Exercise aim. From the first record through the last, copy each one exactly.

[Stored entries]
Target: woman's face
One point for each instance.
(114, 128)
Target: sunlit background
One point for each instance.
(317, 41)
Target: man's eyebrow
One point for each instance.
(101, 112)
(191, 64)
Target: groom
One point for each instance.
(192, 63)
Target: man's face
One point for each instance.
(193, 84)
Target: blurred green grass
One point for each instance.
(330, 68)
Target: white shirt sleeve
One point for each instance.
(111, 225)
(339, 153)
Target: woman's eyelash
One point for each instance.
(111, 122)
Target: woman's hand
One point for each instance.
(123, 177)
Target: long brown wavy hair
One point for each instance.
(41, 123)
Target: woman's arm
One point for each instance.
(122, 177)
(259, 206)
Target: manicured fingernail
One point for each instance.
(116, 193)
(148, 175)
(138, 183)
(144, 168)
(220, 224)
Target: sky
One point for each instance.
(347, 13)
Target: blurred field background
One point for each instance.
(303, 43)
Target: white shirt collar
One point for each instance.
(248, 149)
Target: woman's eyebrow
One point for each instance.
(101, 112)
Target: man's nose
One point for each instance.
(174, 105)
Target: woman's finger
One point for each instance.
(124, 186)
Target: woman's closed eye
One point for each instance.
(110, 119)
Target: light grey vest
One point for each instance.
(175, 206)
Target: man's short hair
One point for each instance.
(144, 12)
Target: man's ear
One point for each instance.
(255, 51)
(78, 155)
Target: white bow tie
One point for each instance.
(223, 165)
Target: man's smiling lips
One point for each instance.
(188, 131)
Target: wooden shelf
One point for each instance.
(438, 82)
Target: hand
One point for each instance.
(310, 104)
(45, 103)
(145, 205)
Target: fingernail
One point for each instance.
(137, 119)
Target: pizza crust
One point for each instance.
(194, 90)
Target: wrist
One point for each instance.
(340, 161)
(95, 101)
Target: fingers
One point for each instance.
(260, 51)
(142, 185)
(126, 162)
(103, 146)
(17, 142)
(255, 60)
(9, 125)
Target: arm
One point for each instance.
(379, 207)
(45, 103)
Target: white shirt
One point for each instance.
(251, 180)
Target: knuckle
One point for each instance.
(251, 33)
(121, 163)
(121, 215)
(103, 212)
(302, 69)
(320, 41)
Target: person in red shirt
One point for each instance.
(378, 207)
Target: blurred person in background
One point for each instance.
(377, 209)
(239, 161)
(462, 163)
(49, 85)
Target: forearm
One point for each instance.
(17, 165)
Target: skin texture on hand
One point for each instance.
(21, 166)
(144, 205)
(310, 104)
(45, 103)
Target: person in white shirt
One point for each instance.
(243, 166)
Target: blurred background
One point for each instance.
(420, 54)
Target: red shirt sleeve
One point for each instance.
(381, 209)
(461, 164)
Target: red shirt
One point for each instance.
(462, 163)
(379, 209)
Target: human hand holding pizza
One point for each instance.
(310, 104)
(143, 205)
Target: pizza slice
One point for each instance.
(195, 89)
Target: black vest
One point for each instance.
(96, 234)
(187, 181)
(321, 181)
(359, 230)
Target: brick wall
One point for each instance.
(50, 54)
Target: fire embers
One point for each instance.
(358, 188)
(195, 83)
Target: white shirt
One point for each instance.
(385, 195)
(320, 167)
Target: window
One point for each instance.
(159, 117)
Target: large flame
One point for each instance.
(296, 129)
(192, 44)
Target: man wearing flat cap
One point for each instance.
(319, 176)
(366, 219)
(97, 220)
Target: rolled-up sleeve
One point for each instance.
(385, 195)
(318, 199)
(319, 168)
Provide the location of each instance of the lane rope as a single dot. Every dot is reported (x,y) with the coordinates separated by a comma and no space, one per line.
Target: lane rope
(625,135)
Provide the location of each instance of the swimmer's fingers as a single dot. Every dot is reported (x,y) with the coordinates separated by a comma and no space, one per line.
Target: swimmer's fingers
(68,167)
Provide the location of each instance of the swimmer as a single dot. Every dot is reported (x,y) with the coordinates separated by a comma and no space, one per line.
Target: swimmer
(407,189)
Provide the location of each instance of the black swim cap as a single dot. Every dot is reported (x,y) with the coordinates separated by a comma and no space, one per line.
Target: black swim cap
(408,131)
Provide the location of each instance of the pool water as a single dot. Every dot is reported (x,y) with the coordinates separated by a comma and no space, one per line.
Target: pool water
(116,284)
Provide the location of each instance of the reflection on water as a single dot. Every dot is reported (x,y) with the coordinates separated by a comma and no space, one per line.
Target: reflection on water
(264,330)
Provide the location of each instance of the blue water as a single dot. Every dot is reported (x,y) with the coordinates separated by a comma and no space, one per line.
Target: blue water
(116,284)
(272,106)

Your response.
Target: woman's face
One point for each instance.
(114, 128)
Target: sunlit background
One point for each instance.
(317, 41)
Target: man's eyebrow
One point for each instance.
(101, 112)
(191, 64)
Target: groom
One point for each instance.
(192, 63)
Target: man's face
One point for each instance.
(193, 84)
Target: blurred green grass
One point for each instance.
(330, 68)
Target: white shirt sleeve
One point for each instance.
(111, 225)
(339, 153)
Target: woman's eyelash
One point for each instance.
(111, 122)
Target: woman's hand
One point for each instance.
(123, 177)
Target: long brown wavy hair
One point for each instance.
(41, 123)
Target: woman's arm
One point for each instance.
(122, 177)
(259, 206)
Target: manicured fingernail
One point for each instance.
(116, 193)
(148, 175)
(138, 183)
(144, 168)
(220, 224)
Target: sky
One point for each instance.
(347, 13)
Target: blurred field background
One point for each instance.
(303, 43)
Target: white shirt collar
One point for each instance.
(248, 149)
Target: woman's eyebrow
One point for each instance.
(101, 112)
Target: man's nose
One point for each instance.
(174, 105)
Target: woman's finger
One point for each instance.
(124, 186)
Target: woman's closed eye
One point for each instance.
(110, 119)
Target: light grey vest
One point for each instance.
(175, 206)
Target: man's short hair
One point for each instance.
(144, 12)
Target: man's ear
One point for each instance.
(255, 51)
(78, 155)
Target: white bow tie
One point for each instance.
(223, 165)
Target: man's smiling lips
One point for each instance.
(188, 131)
Target: wooden shelf
One point for each instance.
(438, 82)
Target: hand
One point for each instance.
(310, 104)
(45, 103)
(145, 205)
Target: fingernail
One point for each instance.
(137, 119)
Target: pizza crust
One point for each instance.
(194, 90)
Target: wrist
One point for each instance.
(340, 161)
(95, 101)
Target: fingers
One point for each instance.
(260, 51)
(142, 185)
(126, 162)
(103, 146)
(17, 142)
(255, 60)
(9, 125)
Target: arm
One point for each instance.
(379, 207)
(45, 103)
Target: white shirt
One point for each instance.
(251, 180)
Target: knuckle
One point for each instance.
(251, 33)
(121, 163)
(121, 215)
(103, 212)
(302, 69)
(320, 41)
Target: person in red shirt
One point for each instance.
(378, 207)
Target: blurred person in background
One point for each instance.
(377, 209)
(239, 161)
(462, 163)
(49, 85)
Target: forearm
One point for each instance.
(17, 165)
Target: skin texture on hand
One point for each instance.
(21, 166)
(144, 205)
(310, 104)
(45, 103)
Target: person in white shirt
One point for each instance.
(243, 166)
Target: blurred background
One point for each instance.
(420, 54)
Target: red shirt sleeve
One point for each instance.
(381, 209)
(461, 164)
Target: red shirt
One point for each instance.
(462, 163)
(379, 209)
Target: human hand holding pizza
One point for each instance.
(310, 104)
(143, 205)
Target: pizza slice
One point for each instance.
(195, 89)
Target: black vest
One point for each instance.
(96, 234)
(187, 181)
(321, 181)
(359, 230)
Target: brick wall
One point for each instance.
(50, 54)
Target: fire embers
One point for each instance.
(358, 188)
(195, 83)
Target: white shirt
One point for each instance.
(385, 195)
(320, 167)
Target: window
One point for each instance.
(159, 117)
Target: large flame
One point for each instance.
(296, 129)
(192, 44)
Target: man wearing flat cap
One point for each instance.
(319, 176)
(366, 219)
(97, 220)
Target: rolled-up sleeve
One point for each instance.
(385, 195)
(318, 199)
(319, 168)
Provide the location of each instance of the lane rope as a single dot. Every dot is reported (x,y) with the coordinates separated by a comma and no space, one per line.
Target: lane rope
(625,135)
Provide the location of each instance of the swimmer's fingers as a single dot. Every dot is reported (x,y) with the coordinates separated by a comma and no space, one per line.
Target: swimmer's fingers
(68,167)
Provide the location of each instance of the swimmer as a single dot. Every dot is reported (x,y) with the coordinates separated by a comma and no space, one per line.
Target: swimmer
(407,189)
Provide the location of each instance of the black swim cap as a single dot. Every dot is reported (x,y) with the coordinates separated by a comma and no space, one per line.
Target: black swim cap
(408,131)
Provide the location of each instance of the pool water as a single dot. Every dot is reported (x,y) with the coordinates separated by a comma and no space, one per line.
Target: pool water
(116,284)
Provide the location of each instance of the reflection on water as a single dot. Every dot is reported (x,y) with the coordinates separated by a comma and no space, one per line.
Target: reflection on water
(264,330)
Provide the location of each instance of the blue water as a single dot. Every dot is reported (x,y) with the coordinates separated by a comma and no space, one per line.
Target: blue water
(116,284)
(272,106)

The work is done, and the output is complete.